__EXERCISE__
Pick out every line of the entries below where "dried" occurs, and copy those lines.

=== GIVEN RECORDS ===

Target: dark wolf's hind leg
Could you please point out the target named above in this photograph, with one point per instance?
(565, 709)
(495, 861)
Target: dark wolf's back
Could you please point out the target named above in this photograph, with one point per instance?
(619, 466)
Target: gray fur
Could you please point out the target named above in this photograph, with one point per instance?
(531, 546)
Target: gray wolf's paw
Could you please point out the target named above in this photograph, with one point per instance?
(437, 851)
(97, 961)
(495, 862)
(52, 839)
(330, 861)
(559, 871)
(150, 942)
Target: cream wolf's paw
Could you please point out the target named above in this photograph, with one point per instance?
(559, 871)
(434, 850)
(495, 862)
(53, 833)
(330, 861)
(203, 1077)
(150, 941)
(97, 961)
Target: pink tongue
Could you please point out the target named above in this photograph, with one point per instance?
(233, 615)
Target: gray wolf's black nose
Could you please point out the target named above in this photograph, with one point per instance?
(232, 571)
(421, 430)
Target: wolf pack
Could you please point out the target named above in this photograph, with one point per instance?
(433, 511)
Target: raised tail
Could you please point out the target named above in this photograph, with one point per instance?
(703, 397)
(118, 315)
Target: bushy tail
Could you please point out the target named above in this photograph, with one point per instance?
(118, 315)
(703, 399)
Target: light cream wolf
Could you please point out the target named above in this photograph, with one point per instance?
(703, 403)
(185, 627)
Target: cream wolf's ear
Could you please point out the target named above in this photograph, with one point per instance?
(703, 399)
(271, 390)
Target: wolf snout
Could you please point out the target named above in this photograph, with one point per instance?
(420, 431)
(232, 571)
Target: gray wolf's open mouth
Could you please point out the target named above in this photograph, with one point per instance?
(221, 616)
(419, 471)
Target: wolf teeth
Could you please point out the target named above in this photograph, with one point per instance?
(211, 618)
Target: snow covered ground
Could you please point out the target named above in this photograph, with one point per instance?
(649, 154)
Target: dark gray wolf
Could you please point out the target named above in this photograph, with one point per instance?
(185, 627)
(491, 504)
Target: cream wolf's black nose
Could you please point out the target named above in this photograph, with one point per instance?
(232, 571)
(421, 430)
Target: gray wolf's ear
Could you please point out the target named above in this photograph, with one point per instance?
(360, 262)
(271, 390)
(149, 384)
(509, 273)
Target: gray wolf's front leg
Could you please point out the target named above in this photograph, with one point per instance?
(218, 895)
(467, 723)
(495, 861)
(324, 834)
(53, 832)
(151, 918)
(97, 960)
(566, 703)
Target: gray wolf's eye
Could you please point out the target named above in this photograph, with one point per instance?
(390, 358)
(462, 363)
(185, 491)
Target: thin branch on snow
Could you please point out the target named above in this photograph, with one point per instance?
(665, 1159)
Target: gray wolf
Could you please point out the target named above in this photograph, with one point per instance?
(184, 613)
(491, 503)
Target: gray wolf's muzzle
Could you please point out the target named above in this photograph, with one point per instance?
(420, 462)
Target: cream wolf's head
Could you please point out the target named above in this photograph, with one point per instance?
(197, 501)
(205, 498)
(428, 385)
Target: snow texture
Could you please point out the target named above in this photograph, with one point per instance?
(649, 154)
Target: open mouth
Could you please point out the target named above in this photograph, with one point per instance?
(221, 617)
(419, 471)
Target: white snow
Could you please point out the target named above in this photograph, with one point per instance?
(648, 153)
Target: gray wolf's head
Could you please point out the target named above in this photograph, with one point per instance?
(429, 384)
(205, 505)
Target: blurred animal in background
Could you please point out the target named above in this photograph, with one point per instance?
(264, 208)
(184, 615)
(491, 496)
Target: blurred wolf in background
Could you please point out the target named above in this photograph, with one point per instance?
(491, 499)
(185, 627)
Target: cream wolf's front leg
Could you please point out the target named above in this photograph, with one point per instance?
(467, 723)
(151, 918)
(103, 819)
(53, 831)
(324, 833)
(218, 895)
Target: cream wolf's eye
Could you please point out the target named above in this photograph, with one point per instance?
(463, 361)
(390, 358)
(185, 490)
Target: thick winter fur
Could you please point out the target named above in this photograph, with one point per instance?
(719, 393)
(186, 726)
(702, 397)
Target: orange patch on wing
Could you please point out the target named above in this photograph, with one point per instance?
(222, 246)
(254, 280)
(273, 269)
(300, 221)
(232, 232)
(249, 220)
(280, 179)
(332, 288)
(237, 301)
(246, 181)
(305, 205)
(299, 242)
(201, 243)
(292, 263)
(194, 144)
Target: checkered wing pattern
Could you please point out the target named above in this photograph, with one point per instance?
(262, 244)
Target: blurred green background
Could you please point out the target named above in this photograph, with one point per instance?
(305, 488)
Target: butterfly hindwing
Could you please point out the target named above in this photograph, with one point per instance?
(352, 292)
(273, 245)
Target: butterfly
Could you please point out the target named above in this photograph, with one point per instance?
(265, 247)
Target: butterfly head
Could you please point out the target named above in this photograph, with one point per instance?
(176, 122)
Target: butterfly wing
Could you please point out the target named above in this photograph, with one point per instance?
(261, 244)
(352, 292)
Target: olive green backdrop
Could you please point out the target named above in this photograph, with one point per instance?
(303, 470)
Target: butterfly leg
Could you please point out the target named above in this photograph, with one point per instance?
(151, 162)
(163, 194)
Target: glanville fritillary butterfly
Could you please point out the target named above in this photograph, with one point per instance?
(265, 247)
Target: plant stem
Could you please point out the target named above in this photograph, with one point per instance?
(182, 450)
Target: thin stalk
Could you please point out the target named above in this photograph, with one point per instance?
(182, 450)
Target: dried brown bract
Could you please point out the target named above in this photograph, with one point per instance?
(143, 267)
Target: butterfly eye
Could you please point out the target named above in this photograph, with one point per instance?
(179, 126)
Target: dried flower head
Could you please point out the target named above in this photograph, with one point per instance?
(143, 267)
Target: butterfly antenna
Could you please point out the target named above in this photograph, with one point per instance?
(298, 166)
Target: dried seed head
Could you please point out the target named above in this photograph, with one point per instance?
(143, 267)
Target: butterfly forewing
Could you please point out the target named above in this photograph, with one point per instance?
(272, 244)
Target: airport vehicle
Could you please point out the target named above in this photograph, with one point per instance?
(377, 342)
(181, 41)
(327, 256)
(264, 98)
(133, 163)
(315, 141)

===

__WRITTEN SOLUTION__
Target: dried brown bract
Target: dried flower head
Target: dried seed head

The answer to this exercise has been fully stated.